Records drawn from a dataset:
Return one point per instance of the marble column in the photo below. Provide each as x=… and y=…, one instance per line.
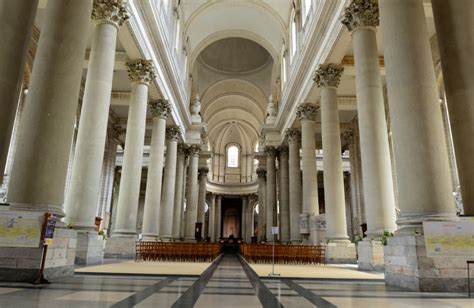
x=192, y=191
x=310, y=206
x=244, y=230
x=173, y=133
x=121, y=243
x=375, y=151
x=327, y=78
x=203, y=171
x=455, y=31
x=45, y=133
x=178, y=193
x=17, y=18
x=262, y=187
x=212, y=219
x=271, y=189
x=218, y=217
x=90, y=142
x=284, y=195
x=294, y=137
x=160, y=110
x=420, y=152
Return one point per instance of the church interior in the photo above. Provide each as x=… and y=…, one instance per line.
x=237, y=153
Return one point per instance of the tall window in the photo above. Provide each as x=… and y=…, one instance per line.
x=232, y=157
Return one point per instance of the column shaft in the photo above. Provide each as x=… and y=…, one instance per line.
x=455, y=30
x=53, y=91
x=375, y=152
x=89, y=153
x=284, y=196
x=422, y=165
x=192, y=193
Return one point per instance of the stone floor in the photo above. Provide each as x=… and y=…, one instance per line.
x=228, y=282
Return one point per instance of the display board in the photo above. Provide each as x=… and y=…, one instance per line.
x=21, y=229
x=449, y=238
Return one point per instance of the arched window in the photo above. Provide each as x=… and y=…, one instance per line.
x=232, y=157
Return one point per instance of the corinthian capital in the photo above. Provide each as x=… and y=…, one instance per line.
x=141, y=70
x=293, y=134
x=361, y=13
x=328, y=75
x=160, y=108
x=307, y=111
x=173, y=133
x=111, y=11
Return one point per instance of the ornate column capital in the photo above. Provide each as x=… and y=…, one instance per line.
x=203, y=171
x=160, y=108
x=141, y=70
x=110, y=11
x=328, y=75
x=270, y=151
x=261, y=172
x=293, y=134
x=194, y=150
x=307, y=111
x=361, y=13
x=173, y=133
x=283, y=151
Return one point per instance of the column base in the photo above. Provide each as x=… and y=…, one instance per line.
x=370, y=255
x=342, y=251
x=407, y=266
x=90, y=248
x=120, y=247
x=23, y=264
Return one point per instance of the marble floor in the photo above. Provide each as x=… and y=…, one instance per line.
x=227, y=282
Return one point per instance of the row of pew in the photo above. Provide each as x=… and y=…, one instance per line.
x=284, y=254
x=176, y=252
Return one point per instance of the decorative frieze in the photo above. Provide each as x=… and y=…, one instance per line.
x=173, y=133
x=328, y=75
x=141, y=70
x=160, y=108
x=293, y=134
x=307, y=112
x=361, y=13
x=112, y=11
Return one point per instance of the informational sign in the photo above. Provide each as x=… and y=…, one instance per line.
x=449, y=238
x=20, y=229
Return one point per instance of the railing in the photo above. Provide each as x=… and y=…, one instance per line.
x=284, y=254
x=176, y=252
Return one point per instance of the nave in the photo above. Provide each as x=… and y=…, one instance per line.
x=228, y=282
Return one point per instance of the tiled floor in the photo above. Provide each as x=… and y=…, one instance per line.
x=228, y=282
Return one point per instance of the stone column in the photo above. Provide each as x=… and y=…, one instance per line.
x=262, y=187
x=121, y=243
x=92, y=130
x=178, y=193
x=244, y=230
x=310, y=206
x=212, y=219
x=46, y=128
x=454, y=28
x=192, y=191
x=173, y=134
x=294, y=137
x=420, y=151
x=203, y=171
x=218, y=217
x=270, y=195
x=17, y=18
x=284, y=195
x=362, y=19
x=327, y=78
x=160, y=110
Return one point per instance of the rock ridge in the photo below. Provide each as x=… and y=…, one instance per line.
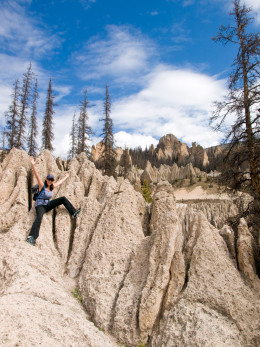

» **The problem**:
Exactly as written, copy the entries above without their pictures.

» **Solution to this problem**:
Return one point per instance of the marble column in the photo below. Provide each as x=… and y=…, one instance per line.
x=192, y=191
x=310, y=206
x=244, y=230
x=173, y=133
x=121, y=243
x=375, y=151
x=327, y=78
x=203, y=171
x=455, y=31
x=45, y=133
x=178, y=193
x=17, y=18
x=262, y=187
x=212, y=219
x=271, y=189
x=218, y=217
x=90, y=142
x=284, y=195
x=294, y=137
x=160, y=110
x=420, y=152
Return one point per instance of the church interior in the photo above. Provide each as x=… and y=…, one instance per line.
x=237, y=153
Return one point per instance of the tall window in the photo above. Provide each as x=… and y=…, one instance per line.
x=232, y=157
Return one point per instance of the column shaft in the photo above. Provide each as x=… and y=…, one instance per line.
x=455, y=30
x=53, y=91
x=375, y=152
x=89, y=153
x=284, y=196
x=422, y=165
x=192, y=193
Return one point per instance of the stone floor in the photo above. Provide each as x=… and y=…, one instance per line.
x=228, y=282
Return one point per instance of the display board in the photo above. Provide each as x=… and y=…, one instance per line.
x=21, y=229
x=449, y=238
Return one point per instance of the arched window in the photo above. Provide each as x=… and y=…, one instance per line.
x=232, y=157
Return one point per instance of the corinthian capital in the photo above. Provide each as x=… and y=…, one instance per line.
x=141, y=70
x=293, y=134
x=361, y=13
x=328, y=75
x=160, y=108
x=307, y=111
x=173, y=133
x=111, y=11
Return one point per instance of the ornate column capital in the photo above. Provide each as x=… and y=…, one instance per line.
x=203, y=171
x=160, y=108
x=141, y=70
x=110, y=11
x=328, y=75
x=270, y=151
x=261, y=172
x=293, y=134
x=194, y=150
x=307, y=111
x=361, y=13
x=173, y=133
x=283, y=151
Return one point per instance of the column base in the photo above. Provide each as x=… and y=…, one instance per line.
x=370, y=255
x=342, y=251
x=407, y=266
x=90, y=248
x=120, y=247
x=23, y=264
Return one point per instance of the marble floor in the photo above. Provide each as x=… and y=…, one instance per line.
x=227, y=282
Return one point per instance of the row of pew in the photo above. Provide each as x=… and y=…, one instance per line.
x=284, y=254
x=176, y=252
Return one point per instance of the decorative frieze in the photo above. Provide each as x=… and y=…, one instance per line.
x=173, y=133
x=328, y=75
x=141, y=70
x=160, y=108
x=293, y=134
x=307, y=112
x=361, y=13
x=112, y=11
Return one point per instance of the informational sign in the photo above. Provide each as x=… and y=…, one instance per line.
x=449, y=238
x=20, y=229
Return one point per instance of the railing in the photo above. Provide each as x=… and y=…, one instance per line.
x=284, y=254
x=176, y=252
Return one point per instance of the nave in the photo above. Provide each as x=… and y=…, one instance per line.
x=228, y=282
Return one point per instance of the tiled floor in the photo above. Provide each as x=… and y=…, one instance per line.
x=228, y=282
Return one point per instance of the stone column in the photo above. Provide each as x=… and y=…, one instance per line.
x=262, y=187
x=121, y=243
x=92, y=130
x=178, y=193
x=244, y=230
x=310, y=206
x=212, y=219
x=46, y=128
x=454, y=28
x=192, y=191
x=173, y=134
x=294, y=137
x=420, y=151
x=203, y=171
x=218, y=217
x=270, y=195
x=17, y=18
x=284, y=195
x=362, y=19
x=327, y=78
x=160, y=110
Return one point per instance of the rock ridge in the photo below. Provide each as x=… and y=…, one instance per line.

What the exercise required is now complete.